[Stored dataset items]
==============================
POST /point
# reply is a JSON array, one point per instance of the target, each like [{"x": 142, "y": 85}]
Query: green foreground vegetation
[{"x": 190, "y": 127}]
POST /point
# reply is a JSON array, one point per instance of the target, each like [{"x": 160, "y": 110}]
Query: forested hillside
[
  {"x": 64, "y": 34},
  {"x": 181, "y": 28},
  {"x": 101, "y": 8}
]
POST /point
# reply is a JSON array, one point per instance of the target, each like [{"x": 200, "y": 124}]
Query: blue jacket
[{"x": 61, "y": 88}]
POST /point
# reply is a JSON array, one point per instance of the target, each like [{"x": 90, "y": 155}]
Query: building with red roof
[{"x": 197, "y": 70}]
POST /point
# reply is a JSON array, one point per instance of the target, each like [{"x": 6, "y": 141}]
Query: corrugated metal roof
==============================
• Task instructions:
Print all of the entries exactly as they appear.

• Result below:
POST /point
# reply is a JSON array, one point per instance of the target, each like [{"x": 142, "y": 85}]
Query: green foreground vegetation
[{"x": 190, "y": 127}]
POST /point
# reply is a JSON array, one point per instance of the target, each like [{"x": 160, "y": 110}]
Query: forested hillside
[
  {"x": 64, "y": 34},
  {"x": 181, "y": 28},
  {"x": 101, "y": 8}
]
POST /point
# reply is a JSON array, one point per instance of the target, each like [{"x": 200, "y": 124}]
Query: blue jacket
[{"x": 61, "y": 88}]
POST /point
# reply is a JSON array, one point per instance of the target, each like [{"x": 90, "y": 155}]
Query: building with red roof
[{"x": 197, "y": 70}]
POST /point
# reply is a JSON array, one point per instance of the target, each like [{"x": 6, "y": 141}]
Query: corrugated metal roof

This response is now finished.